DOCUMENT SECTION:
----
Thursday 3 December 2020

Oakland school district reveals reopening plan, timeline

OAKLAND, Calif. (KRON) -- With nearly 36,000 students and over 2,000 teachers, deciding when to reopen classrooms for in-person learning is a complicated decision for the Oakland Unified School District.

The school district just submitted its COVID-19 Reopening Plan to Alameda County officials, including a date for possibly welcoming students back onto its campuses.

As a best case scenario, some students will be allowed to return in late January, according to the reopening plan.

However, Alameda County recently moved back into the most restrictive purple tier because of a spike in COVID cases.

As long as the county remains in the purple, schools cannot reopen.

"We are really in the worst part of this pandemic since the beginning. If we are still in the purple tier once we hit January, there is a pretty good chance we're not coming back at that point," said John Sasaki, director of communications for OUSD.

Superintendent Kyla Johnson-Trammell wrote in a letter to the Oakland community:

"Like all of you, we are painfully aware of our county’s recent move back to the Purple Tier on the State’s COVID-19 criteria system. We have a duty to plan and prepare for when we can. (The Alameda County Office of Education) requires that our Reopening Plan include a target date for reopening and as it stands right now, our plan is to implement our phased reopening starting on Monday, January 25, 2021, if permitted."

Decisions are being made based on science and safety standards from Alameda County Public Health Guidance, she said.

The Reopening Plan states that students will be brought back to school sites in phases over time. Younger children (between grades T-K and 2nd grade), special education students, and homeless children will be allowed back first.

"The first students to return should be those for whom distance learning is truly not working (students with low attendance, skill regression in special education, etc.)," Johnson-Trammell wrote.

Returning to in-person learning and instruction will not look like regular school.

"I want to make sure everyone understands that this is not simply returning to how things were before the pandemic started," Johnson-Trammell wrote.

New health and safety procedures will be in place, such as the following:

  • Significantly fewer students will be on campus at any given time
  • Not all staff members will return for in-person learning and instruction
  • In-person learning will still be centered around distance learning because a significant portion of students and teachers will remain in a distance learning environment

"We want to get back as soon as possible. We know kids thrive in class. We know that distance learning has been a challenge for a lot of people. We feel that. But we also know we can't do it until we can do it safely," Sasaki said.
----
ENTRIES SUPPLIED:
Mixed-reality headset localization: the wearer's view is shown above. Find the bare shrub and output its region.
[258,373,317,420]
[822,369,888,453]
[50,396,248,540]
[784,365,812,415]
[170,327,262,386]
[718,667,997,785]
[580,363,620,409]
----
WHAT IS NEEDED:
Answer these questions from the article on the Oakland school reopening plan.
1. How many students does the Oakland Unified School District have?
2. On what date is the phased reopening planned to start, if permitted?
3. Which students will be allowed back first?

RESULT BELOW:
1. Nearly 36,000 students.
2. Monday, January 25, 2021.
3. Younger children (between grades T-K and 2nd grade), special education students, and homeless children.